┌──

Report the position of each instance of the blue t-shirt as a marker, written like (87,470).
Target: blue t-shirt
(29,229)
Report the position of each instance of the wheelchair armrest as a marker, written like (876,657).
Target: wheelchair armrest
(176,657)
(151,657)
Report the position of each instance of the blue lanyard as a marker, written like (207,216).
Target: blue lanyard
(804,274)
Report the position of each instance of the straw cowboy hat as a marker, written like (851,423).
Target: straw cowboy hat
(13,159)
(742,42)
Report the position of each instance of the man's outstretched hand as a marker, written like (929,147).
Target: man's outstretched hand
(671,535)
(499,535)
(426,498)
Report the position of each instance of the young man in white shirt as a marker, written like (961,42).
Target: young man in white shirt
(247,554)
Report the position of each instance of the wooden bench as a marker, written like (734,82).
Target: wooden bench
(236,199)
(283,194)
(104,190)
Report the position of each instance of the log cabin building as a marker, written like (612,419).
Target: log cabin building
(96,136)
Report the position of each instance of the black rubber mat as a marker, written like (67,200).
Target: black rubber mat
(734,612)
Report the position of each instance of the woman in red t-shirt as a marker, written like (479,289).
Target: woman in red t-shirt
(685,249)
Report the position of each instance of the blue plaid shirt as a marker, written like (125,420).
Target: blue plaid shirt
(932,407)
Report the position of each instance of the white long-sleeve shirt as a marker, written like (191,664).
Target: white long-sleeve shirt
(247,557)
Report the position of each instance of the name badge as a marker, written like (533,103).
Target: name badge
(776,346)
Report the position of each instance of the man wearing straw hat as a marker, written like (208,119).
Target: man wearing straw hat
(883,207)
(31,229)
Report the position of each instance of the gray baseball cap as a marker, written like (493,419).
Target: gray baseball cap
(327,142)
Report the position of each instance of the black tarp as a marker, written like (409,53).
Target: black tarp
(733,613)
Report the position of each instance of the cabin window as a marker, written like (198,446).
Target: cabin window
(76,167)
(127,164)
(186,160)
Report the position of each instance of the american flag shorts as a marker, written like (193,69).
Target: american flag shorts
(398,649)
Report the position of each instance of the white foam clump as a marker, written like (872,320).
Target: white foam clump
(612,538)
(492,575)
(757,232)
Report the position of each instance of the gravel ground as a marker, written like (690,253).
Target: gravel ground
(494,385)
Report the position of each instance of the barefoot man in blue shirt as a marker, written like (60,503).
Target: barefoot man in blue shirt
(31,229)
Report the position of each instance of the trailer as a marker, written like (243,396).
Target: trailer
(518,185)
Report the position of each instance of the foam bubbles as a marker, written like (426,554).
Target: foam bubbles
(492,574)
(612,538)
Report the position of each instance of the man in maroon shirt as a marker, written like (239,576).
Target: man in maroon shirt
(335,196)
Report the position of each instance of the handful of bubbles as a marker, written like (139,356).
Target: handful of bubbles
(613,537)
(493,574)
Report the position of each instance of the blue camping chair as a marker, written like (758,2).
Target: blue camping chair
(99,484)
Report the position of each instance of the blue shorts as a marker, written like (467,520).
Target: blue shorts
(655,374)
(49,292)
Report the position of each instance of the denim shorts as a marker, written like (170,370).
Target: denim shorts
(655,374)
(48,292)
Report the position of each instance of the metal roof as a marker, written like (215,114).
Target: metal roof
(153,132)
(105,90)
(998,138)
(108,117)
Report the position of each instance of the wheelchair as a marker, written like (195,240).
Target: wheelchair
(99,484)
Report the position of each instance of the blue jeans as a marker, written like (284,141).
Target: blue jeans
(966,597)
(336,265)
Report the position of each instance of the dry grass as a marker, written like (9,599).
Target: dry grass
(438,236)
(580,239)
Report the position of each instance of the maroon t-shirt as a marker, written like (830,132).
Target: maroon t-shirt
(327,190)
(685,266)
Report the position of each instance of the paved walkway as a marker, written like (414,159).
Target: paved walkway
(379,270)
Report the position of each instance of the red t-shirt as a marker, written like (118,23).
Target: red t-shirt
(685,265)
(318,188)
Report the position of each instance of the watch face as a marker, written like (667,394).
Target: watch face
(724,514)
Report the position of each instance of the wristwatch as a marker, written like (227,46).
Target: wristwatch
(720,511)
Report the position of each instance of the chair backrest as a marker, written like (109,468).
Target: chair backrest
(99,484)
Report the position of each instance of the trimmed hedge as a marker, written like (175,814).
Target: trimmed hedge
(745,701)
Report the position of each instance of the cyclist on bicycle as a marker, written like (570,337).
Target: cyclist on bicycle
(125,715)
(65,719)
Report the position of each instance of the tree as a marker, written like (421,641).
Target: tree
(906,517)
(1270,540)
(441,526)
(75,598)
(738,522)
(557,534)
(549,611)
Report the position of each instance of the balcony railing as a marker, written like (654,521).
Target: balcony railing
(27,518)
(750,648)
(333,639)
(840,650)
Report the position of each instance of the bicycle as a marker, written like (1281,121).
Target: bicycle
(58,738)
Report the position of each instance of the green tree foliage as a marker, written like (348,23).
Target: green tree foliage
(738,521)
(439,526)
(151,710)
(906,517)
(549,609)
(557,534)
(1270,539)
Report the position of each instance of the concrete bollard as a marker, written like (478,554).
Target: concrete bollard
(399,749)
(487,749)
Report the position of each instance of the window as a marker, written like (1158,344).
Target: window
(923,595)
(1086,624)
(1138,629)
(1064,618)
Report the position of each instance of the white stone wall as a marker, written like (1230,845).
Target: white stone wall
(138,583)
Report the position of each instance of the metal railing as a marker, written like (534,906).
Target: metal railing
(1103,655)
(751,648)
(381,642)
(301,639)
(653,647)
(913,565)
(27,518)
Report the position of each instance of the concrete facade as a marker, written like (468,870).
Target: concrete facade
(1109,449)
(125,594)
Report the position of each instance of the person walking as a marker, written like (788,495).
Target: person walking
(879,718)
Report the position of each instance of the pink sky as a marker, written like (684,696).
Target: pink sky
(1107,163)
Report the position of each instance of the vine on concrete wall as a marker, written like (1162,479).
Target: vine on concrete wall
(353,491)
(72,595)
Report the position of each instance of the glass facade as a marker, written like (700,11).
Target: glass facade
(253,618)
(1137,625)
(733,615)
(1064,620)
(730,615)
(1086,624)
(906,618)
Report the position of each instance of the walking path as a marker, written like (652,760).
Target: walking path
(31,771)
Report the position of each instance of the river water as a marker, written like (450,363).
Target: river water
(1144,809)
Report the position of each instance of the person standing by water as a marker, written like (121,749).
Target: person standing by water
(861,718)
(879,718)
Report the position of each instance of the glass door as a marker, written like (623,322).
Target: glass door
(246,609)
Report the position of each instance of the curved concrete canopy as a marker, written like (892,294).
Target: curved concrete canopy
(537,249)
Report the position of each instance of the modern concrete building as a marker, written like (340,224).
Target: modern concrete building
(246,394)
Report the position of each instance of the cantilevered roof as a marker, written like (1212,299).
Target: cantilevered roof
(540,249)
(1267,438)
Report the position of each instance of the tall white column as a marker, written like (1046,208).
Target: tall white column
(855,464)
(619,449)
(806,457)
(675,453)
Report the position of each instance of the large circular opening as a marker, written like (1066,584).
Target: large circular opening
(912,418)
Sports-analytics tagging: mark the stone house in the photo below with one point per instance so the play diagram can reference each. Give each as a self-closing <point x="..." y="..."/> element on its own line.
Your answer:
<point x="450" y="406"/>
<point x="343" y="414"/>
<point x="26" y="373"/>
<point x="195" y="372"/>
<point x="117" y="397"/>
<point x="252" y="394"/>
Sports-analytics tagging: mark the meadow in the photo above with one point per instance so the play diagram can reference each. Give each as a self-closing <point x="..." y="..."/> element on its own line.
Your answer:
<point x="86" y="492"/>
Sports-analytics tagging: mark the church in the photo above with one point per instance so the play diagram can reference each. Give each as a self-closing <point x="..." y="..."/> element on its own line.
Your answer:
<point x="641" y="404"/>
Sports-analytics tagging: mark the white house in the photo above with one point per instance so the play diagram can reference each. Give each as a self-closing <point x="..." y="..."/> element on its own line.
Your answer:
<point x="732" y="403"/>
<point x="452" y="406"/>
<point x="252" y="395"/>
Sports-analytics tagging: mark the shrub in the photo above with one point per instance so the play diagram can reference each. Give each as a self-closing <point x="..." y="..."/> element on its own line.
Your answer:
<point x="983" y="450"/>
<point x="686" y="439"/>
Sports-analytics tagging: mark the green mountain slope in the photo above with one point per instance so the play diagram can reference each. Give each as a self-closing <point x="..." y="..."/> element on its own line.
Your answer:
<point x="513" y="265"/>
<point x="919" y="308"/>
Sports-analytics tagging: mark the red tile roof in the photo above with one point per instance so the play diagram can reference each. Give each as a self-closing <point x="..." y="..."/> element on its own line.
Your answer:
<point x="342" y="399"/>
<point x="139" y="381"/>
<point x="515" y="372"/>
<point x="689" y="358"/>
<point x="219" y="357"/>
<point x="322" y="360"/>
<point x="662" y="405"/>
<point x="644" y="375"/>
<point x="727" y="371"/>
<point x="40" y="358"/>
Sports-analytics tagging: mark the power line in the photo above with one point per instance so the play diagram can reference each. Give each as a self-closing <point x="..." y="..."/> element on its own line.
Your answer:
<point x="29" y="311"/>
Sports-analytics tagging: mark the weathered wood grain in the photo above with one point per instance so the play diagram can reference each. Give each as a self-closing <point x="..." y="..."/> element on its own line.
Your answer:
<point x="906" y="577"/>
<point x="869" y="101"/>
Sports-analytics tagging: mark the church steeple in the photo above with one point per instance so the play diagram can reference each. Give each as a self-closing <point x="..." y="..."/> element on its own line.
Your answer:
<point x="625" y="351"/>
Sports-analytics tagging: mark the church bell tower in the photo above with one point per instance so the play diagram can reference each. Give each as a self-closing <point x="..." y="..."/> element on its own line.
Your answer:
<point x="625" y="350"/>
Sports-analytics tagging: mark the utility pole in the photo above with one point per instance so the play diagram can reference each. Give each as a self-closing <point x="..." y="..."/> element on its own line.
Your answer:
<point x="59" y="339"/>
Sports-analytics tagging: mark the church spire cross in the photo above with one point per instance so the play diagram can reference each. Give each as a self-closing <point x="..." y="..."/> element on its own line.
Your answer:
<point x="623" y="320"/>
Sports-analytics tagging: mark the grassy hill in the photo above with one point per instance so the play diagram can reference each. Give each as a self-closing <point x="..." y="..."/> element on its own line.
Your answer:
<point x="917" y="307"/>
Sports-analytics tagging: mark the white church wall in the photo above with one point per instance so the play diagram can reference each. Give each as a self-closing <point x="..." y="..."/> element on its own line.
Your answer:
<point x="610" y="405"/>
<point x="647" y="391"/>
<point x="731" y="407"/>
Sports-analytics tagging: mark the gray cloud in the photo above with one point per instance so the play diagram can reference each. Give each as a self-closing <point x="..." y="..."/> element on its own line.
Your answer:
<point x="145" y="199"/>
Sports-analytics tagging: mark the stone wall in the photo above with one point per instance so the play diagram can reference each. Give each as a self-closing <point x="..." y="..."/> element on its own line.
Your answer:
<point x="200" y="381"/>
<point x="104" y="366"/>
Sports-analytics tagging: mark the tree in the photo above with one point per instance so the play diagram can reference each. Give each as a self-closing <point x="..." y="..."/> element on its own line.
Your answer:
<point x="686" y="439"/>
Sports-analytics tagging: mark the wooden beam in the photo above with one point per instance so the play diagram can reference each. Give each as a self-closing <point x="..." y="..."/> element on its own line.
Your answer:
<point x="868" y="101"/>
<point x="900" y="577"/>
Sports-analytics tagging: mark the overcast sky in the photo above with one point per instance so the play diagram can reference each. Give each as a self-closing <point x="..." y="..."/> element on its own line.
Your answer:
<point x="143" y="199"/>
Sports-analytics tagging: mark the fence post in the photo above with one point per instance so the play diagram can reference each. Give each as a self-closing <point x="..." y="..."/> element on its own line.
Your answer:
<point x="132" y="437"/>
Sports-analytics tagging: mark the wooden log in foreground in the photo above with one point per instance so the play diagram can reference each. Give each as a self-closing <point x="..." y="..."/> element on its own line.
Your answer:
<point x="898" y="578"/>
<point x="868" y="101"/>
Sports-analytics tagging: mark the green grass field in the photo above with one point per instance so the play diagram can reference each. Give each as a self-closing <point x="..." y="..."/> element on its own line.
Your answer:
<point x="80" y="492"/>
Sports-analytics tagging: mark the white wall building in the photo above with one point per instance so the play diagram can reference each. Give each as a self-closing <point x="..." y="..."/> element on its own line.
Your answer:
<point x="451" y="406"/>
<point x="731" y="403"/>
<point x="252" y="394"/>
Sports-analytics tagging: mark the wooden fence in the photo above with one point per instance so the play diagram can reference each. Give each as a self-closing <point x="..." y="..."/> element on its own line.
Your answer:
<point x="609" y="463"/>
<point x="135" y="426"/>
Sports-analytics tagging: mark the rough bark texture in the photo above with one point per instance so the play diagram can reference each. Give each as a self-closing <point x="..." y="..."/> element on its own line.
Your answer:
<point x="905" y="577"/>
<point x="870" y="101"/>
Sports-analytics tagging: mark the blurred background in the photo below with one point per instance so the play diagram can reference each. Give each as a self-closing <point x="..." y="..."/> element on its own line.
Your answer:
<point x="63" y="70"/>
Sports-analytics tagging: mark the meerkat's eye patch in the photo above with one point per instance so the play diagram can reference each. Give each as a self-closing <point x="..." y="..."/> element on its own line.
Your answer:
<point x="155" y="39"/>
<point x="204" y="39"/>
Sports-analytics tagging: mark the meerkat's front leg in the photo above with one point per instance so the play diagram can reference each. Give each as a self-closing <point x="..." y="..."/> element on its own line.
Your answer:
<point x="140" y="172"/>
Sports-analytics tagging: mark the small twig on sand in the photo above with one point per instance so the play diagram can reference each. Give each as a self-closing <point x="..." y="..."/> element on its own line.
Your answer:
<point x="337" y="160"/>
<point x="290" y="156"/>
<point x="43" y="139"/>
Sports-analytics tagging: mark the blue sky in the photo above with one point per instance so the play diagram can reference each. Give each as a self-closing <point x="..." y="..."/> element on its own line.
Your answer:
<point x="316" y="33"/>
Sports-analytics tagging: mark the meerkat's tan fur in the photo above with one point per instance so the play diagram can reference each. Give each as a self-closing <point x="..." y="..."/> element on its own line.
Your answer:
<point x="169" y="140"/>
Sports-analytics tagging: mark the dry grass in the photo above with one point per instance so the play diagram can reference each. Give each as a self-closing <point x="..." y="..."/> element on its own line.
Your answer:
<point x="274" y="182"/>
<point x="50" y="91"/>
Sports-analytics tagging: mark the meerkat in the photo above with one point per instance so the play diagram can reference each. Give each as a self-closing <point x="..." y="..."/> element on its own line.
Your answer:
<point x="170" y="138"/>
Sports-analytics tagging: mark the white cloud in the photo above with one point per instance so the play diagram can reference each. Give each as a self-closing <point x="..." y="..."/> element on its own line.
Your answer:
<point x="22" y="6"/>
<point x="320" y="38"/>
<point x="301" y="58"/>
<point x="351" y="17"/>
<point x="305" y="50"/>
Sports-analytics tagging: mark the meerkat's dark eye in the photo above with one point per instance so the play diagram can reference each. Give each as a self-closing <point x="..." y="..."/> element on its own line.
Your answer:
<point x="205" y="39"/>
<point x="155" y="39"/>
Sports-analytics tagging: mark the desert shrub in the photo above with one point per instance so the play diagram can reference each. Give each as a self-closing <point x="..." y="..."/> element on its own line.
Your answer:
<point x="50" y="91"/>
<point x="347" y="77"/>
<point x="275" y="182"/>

└──

▶ Your goal
The required output is every line above from the one with "Report the position of each instance of the blue shorts" down to the one with "Report the position of each instance of the metal roof", restated word for word, ends included.

▶ Completed task
Report the position of each instance of the blue shorts as a marker, written like (467,520).
Target: blue shorts
(655,374)
(49,292)
Report the position of each instance of the denim shorts as a marker, written like (170,370).
Target: denim shorts
(655,374)
(48,292)
Report the position of each instance of the metal roof as a marker, written like (215,114).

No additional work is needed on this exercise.